# Old portable furnace



## Waulespan (Apr 3, 2011)

Here are two views of an antique portable furnace I bought recently. It has a cup device on a swivel arm over the burner. Could it be a mineral cupulator?


----------



## stihl88 (Apr 3, 2011)

I believe it's a lead melting furnace.


----------



## golddigger69 (Apr 3, 2011)

It is a lead melting furnace. They were used when installing or reparing municipal water mains. For obvious reasons, lead is no longer used.

I have a propane model that I use to melt lead, cook computer chips, and roast black sands.


----------



## dtectr (Apr 3, 2011)

Not sure what you have in mind for it, but here's a couple of random ideas:

There is a forum, many of its members based primarily, but not exclusively in the UK, that is dedicated to collecting old gas stoves of any kind that I can't seem to find my bookmark for. But it is a pump pressurized blow torch, with attachments. 
If you're interested in reselling it, I'd do a google search from tag info, also try to find that doggone forum.

If you want to use it, it looks handy enough, you'll probably need to get a new set of leathers for the pump. It works like the older white gas coleman stoves. I don't remember what it burns (Kerosene?/called Paraffin in UK) but looks portable enough to use in the field like goldgigger69 uses his.

very cool find, though, those things are usually trashed by the time they make it to sale. 

just my dos centavos.


----------



## Waulespan (Apr 3, 2011)

Thank you all for your enlightening feedback. I'm not thinking about using it, but I had thought about donating it to a museum, maybe the National Trust gold mine. I had found that site for old gas stoves, but I couldn't see how to upload pics. It is really easy to upload here though, so thanks to admin.


----------

* * *

ACTIONS TO TAKE
1. From the furnace thread, return the passage that begins at the words "## dtectr (Apr" and stops after the words "torch, with attachments.".
2. In the furnace thread, where does the original poster think of donating the furnace?
Rely only on the furnace thread above for your answers.

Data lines
* * *

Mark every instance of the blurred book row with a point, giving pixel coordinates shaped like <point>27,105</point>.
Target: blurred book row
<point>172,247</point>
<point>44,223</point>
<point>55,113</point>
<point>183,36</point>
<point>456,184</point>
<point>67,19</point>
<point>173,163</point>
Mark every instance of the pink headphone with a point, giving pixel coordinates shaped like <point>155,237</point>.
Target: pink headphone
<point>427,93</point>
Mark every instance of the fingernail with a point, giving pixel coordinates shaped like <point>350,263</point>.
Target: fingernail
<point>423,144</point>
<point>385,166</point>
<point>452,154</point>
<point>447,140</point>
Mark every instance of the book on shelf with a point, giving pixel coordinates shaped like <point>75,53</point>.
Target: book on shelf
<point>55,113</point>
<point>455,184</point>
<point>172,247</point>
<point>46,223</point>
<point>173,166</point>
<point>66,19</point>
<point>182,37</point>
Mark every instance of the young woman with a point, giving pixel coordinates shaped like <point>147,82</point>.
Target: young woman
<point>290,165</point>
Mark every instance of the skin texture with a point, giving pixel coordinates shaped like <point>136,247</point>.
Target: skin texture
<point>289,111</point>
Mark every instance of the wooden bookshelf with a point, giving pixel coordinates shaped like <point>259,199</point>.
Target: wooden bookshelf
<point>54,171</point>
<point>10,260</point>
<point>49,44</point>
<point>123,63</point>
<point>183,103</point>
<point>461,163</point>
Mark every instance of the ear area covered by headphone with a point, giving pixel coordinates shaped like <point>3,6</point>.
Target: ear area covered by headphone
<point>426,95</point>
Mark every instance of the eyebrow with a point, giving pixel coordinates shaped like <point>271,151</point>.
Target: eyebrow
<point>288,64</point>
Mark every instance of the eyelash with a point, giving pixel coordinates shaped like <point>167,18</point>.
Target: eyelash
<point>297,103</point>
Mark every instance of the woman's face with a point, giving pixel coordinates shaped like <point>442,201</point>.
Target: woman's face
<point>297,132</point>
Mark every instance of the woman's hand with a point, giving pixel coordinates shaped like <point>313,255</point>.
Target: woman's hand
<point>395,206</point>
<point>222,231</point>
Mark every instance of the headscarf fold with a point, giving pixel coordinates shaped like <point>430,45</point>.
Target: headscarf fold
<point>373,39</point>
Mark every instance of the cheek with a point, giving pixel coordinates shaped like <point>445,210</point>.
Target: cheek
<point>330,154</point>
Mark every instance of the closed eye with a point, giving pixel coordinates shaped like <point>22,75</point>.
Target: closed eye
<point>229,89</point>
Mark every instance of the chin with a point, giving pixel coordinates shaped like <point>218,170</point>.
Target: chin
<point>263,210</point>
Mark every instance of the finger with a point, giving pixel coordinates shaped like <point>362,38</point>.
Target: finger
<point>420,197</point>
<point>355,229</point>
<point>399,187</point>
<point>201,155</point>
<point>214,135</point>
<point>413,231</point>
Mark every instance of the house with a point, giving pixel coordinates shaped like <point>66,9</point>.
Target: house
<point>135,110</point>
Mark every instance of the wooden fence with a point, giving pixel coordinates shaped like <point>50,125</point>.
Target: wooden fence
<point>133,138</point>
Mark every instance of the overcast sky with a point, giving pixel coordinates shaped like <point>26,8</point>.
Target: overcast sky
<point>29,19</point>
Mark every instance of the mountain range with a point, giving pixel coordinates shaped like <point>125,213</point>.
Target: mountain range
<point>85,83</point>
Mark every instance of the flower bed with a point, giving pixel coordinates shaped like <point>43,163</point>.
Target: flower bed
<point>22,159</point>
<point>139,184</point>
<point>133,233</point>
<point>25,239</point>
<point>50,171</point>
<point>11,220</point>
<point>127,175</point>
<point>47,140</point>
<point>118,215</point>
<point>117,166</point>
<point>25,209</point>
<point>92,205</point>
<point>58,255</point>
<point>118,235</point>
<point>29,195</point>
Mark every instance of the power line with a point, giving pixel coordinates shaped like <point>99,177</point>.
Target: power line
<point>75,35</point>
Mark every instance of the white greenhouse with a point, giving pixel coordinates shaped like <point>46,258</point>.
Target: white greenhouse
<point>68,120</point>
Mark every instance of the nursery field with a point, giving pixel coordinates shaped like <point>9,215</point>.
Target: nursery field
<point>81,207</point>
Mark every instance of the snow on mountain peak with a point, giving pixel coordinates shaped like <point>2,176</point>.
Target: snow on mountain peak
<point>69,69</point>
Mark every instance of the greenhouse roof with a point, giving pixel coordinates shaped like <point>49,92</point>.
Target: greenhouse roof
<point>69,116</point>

* * *

EXPECTED OUTPUTS
1.
## dtectr (Apr 3, 2011)

Not sure what you have in mind for it, but here's a couple of random ideas:

There is a forum, many of its members based primarily, but not exclusively in the UK, that is dedicated to collecting old gas stoves of any kind that I can't seem to find my bookmark for. But it is a pump pressurized blow torch, with attachments.

2. To a museum, maybe the National Trust gold mine.